* **PROBLEM DESCRIPTION**
Convert the material below into a Markdown table with the columns "Row" and "Line", giving each line its number under Row and leaving out blank lines.

* **LISTING**
--- begin ---

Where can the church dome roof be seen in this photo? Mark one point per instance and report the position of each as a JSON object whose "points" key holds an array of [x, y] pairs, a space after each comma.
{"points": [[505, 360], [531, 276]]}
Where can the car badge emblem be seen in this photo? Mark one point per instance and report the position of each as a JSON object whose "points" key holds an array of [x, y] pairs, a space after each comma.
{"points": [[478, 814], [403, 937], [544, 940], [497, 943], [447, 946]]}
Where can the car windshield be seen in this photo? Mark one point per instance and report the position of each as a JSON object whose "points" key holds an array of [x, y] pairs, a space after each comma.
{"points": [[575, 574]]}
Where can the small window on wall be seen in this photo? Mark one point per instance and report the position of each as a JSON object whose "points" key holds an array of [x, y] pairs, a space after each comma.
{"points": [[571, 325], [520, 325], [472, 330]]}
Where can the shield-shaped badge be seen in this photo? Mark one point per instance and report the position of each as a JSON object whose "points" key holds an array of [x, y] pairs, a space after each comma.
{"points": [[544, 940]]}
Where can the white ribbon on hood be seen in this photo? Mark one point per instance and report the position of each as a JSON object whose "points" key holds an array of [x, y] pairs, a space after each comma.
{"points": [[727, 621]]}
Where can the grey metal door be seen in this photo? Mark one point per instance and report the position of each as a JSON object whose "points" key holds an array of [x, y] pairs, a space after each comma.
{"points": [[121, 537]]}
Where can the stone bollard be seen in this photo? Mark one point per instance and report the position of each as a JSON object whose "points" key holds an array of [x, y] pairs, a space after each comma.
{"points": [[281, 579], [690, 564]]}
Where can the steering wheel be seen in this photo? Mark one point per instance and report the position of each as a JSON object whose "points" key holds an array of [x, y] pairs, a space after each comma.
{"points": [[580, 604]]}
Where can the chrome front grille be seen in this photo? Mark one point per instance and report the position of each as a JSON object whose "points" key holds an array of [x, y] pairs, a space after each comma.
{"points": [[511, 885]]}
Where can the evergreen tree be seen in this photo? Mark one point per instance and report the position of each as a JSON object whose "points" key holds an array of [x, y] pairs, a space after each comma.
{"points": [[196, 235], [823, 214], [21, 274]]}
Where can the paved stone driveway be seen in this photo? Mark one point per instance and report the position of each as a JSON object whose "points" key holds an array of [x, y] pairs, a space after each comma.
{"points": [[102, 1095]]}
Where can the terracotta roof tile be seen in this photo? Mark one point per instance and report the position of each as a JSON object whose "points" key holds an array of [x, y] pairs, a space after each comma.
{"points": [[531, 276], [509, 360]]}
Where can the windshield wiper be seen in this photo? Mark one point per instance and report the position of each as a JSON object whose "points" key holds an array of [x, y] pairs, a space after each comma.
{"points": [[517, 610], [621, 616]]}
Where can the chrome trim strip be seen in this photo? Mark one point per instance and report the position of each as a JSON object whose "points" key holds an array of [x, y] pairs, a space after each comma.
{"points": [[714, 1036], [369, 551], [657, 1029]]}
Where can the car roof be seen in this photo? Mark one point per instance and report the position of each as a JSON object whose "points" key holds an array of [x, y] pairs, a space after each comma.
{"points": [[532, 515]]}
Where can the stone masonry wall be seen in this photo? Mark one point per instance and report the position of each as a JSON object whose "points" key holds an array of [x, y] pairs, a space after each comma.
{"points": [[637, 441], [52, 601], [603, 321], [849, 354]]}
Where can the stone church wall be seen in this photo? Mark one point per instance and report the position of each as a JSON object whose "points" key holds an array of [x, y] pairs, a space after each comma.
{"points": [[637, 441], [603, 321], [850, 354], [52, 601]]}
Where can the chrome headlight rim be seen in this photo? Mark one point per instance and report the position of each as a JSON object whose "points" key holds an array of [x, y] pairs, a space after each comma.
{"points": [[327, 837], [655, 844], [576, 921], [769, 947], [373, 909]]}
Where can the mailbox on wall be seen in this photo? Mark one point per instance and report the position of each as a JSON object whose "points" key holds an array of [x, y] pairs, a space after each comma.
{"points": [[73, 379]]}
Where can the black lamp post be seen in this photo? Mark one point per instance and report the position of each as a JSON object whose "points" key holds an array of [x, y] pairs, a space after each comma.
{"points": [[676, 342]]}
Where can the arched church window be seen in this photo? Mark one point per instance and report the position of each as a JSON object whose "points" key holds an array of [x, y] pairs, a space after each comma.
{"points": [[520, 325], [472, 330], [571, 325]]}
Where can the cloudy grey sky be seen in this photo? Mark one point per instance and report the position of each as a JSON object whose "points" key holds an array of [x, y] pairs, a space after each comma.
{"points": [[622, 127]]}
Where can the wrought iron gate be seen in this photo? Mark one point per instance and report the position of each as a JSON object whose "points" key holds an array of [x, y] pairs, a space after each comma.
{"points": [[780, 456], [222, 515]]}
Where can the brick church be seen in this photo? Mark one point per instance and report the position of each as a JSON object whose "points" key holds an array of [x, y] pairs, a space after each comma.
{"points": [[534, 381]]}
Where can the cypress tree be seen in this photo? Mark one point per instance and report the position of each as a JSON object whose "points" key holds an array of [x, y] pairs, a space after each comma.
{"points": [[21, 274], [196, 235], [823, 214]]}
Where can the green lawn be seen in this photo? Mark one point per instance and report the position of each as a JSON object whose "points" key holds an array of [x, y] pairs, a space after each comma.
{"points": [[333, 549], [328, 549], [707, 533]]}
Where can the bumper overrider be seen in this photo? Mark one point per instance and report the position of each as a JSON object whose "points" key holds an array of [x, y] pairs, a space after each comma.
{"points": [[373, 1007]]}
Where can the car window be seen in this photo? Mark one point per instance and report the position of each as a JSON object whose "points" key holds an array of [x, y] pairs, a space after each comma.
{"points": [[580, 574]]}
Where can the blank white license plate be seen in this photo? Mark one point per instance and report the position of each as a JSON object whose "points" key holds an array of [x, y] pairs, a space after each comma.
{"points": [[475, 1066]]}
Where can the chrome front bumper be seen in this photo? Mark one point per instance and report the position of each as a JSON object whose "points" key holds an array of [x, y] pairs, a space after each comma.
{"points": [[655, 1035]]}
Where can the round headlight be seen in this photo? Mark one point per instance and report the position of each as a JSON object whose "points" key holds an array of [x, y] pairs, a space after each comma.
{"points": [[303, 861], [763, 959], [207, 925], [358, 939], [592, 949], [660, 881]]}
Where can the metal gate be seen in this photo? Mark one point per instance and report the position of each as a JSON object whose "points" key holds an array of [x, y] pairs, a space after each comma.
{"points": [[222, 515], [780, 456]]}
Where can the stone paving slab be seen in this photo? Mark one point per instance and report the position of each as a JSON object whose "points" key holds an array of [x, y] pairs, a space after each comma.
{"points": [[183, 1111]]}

--- end ---

* **WORKED SOLUTION**
| Row | Line |
|---|---|
| 1 | Where can the church dome roof be seen in this photo? Mark one point per instance and report the position of each as a JSON object whose "points" key holds an array of [x, y] pairs, a space after each comma. |
| 2 | {"points": [[505, 360], [531, 276]]} |
| 3 | Where can the car badge emblem be seen in this photo? Mark one point per instance and report the position of each as a JSON object whose "points" key holds an array of [x, y] pairs, a space after each comma. |
| 4 | {"points": [[478, 814], [403, 937], [544, 940], [497, 943], [447, 946]]} |
| 5 | Where can the car windshield be seen in this photo? Mark one point per instance and report the position of each as a JSON object whose "points" key holds an array of [x, y] pairs, a space after each comma. |
| 6 | {"points": [[575, 574]]} |
| 7 | Where can the small window on wall be seen in this photo? Mark one point per instance and report the position of each as a JSON object whose "points" key holds an array of [x, y] pairs, a space after each comma. |
| 8 | {"points": [[571, 325], [520, 325], [472, 330]]} |
| 9 | Where can the shield-shaped badge be seen in this photo? Mark one point per instance and report the position of each as a JSON object whose "points" key holds an array of [x, y] pairs, a space after each comma. |
| 10 | {"points": [[544, 940]]} |
| 11 | Where can the white ribbon on hood be seen in this photo? Mark one point per instance and report the position of each as a JSON object whose "points" key holds an array of [x, y] pairs, a space after each comma. |
| 12 | {"points": [[727, 621]]} |
| 13 | Where can the grey metal door be seen in this photo? Mark one point per instance and report the position of each as a JSON object whose "points" key holds an array of [x, y] pairs, a space after each comma. |
| 14 | {"points": [[121, 537]]} |
| 15 | Where can the stone bollard be seen in this photo? Mark one point per instance and report the position of each as a JSON object whose "points" key holds an array of [x, y] pairs, a space after each comma. |
| 16 | {"points": [[281, 579], [690, 564]]} |
| 17 | Where can the steering wheel be seen in this photo? Mark one point per instance and report the position of each as a JSON object whose "points" key holds an array of [x, y] pairs, a space after each comma. |
| 18 | {"points": [[580, 604]]} |
| 19 | Where can the chrome front grille be seen in this photo? Mark one point per instance and report the position of each as a JSON object whose "points" key holds an array of [x, y] pairs, a space after each comma. |
| 20 | {"points": [[511, 885]]} |
| 21 | Where can the evergreen tree be seen in this photo? Mark one point per instance and report the position of each as a JSON object whose "points" key holds an array of [x, y] pairs, a space after each comma. |
| 22 | {"points": [[196, 235], [823, 214], [21, 274]]} |
| 23 | Where can the paved stone driveway be seen in this photo? Mark one point per instance and report the position of each as a JSON object whose "points" key holds an array of [x, y] pairs, a space after each comma. |
| 24 | {"points": [[102, 1095]]} |
| 25 | Where can the terracotta roof tile be seen in this photo? Mark one point per instance and report the position of each as a JSON object whose "points" key holds an array of [x, y] pairs, a space after each comma. |
| 26 | {"points": [[531, 276], [509, 360]]} |
| 27 | Where can the windshield wiper be seen in this photo? Mark one point per instance and report the position of each as a JSON object whose "points" key holds an array of [x, y] pairs, a space after each comma. |
| 28 | {"points": [[517, 610], [621, 616]]} |
| 29 | Where can the chrome trim strip be seen in this photo? Mark one point per instance and report the position of each as a JSON object whose "points" key holds an array of [x, y] pairs, a space after each comma. |
| 30 | {"points": [[714, 1036], [369, 551], [657, 1029]]} |
| 31 | Where can the car roof be seen in this photo? Mark one point per instance and report the position of each as a JSON object whose "points" key holds an array of [x, y] pairs, a space after each comma. |
| 32 | {"points": [[532, 515]]} |
| 33 | Where can the stone masonry wall be seen in this photo? Mark one point per instance and report the position of each as a JSON object whose "points" key holds an array of [x, y] pairs, a space after each comma. |
| 34 | {"points": [[637, 441], [52, 601], [603, 321], [849, 354]]} |
| 35 | Where can the stone church wall be seen in this photo? Mark one point per instance and report the position of each as a JSON object whose "points" key holds an array of [x, y] pairs, a space after each comma. |
| 36 | {"points": [[637, 441], [603, 321], [850, 354], [52, 601]]} |
| 37 | Where can the chrome headlight rim be seen in this photo? Mark one point per instance and report the position of each as a JSON object whose "points" key holds an array of [x, y] pairs, a space after each comma. |
| 38 | {"points": [[327, 837], [655, 844], [576, 921], [769, 947], [373, 909]]} |
| 39 | Where can the mailbox on wall be seen in this photo? Mark one point per instance and report the position of each as a JSON object whose "points" key holds an array of [x, y] pairs, a space after each comma. |
| 40 | {"points": [[73, 379]]} |
| 41 | Where can the black lamp post be seen in this photo? Mark one point per instance and report the position of each as a JSON object whose "points" key holds an array of [x, y] pairs, a space after each comma. |
| 42 | {"points": [[676, 342]]} |
| 43 | Where can the arched church window be seen in this photo? Mark one point per instance and report the position of each as a JSON object whose "points" key holds an array of [x, y] pairs, a space after each comma. |
| 44 | {"points": [[520, 325], [472, 330], [571, 325]]} |
| 45 | Where can the cloudy grey sky be seen in this photo? Mark one point per instance and report the position of each as a JSON object whose "points" key holds an array of [x, y] pairs, a space after each comma. |
| 46 | {"points": [[622, 127]]} |
| 47 | Where can the wrought iron gate be seen in this photo? Mark one point per instance and report the position of each as a JSON object whose "points" key holds an array of [x, y] pairs, a space after each comma. |
| 48 | {"points": [[780, 456], [222, 515]]} |
| 49 | Where can the brick church be seen in this photo? Mark one point per instance and report the position of each as a JSON object whose "points" key holds an array of [x, y] pairs, a space after each comma. |
| 50 | {"points": [[534, 381]]} |
| 51 | Where can the cypress tree be seen in this photo? Mark one point per instance and report the position of each as a JSON object whose "points" key holds an array of [x, y] pairs, a space after each comma. |
| 52 | {"points": [[21, 274], [196, 235], [823, 214]]} |
| 53 | Where can the green lawn be seen in this photo? Mark one point per instance and report the position of each as a JSON object whose "points" key holds an array of [x, y] pairs, a space after each comma. |
| 54 | {"points": [[333, 549], [328, 549], [707, 533]]} |
| 55 | Where can the bumper overrider be seen in this photo? Mark one point per instance and report the position of each as a JSON object whose "points" key holds an array of [x, y] pairs, a space after each comma. |
| 56 | {"points": [[373, 1007]]} |
| 57 | Where can the car window be seen in this photo? Mark one point per instance and report the position of each as a JSON object whose "points" key holds an array of [x, y] pairs, a space after each comma. |
| 58 | {"points": [[580, 574]]} |
| 59 | Where can the blank white license plate be seen in this photo? Mark one point per instance and report the position of each as a JSON object whose "points" key holds an array of [x, y] pairs, a space after each comma. |
| 60 | {"points": [[475, 1066]]} |
| 61 | Where can the chrome front bumper be seen in this photo? Mark one point per instance and report the position of each as a JSON object whose "points" key holds an array of [x, y] pairs, a space after each comma. |
| 62 | {"points": [[655, 1035]]} |
| 63 | Where can the round headlight be seen in this photo? Mark one point per instance and report the position of each as a JSON object whose "points" key holds an array of [x, y] pairs, a space after each comma. |
| 64 | {"points": [[303, 861], [763, 959], [207, 925], [358, 939], [592, 949], [660, 881]]} |
| 65 | Where can the metal gate be seen in this photo? Mark one point per instance and report the position of each as a JSON object whose "points" key holds an array of [x, y] pairs, a space after each comma. |
| 66 | {"points": [[222, 515], [780, 456]]} |
| 67 | Where can the stone paving slab be seen in this photo? Mark one point per instance and report the position of each as a JSON object whose "points" key holds an array of [x, y] pairs, a space after each comma. |
| 68 | {"points": [[183, 1111]]} |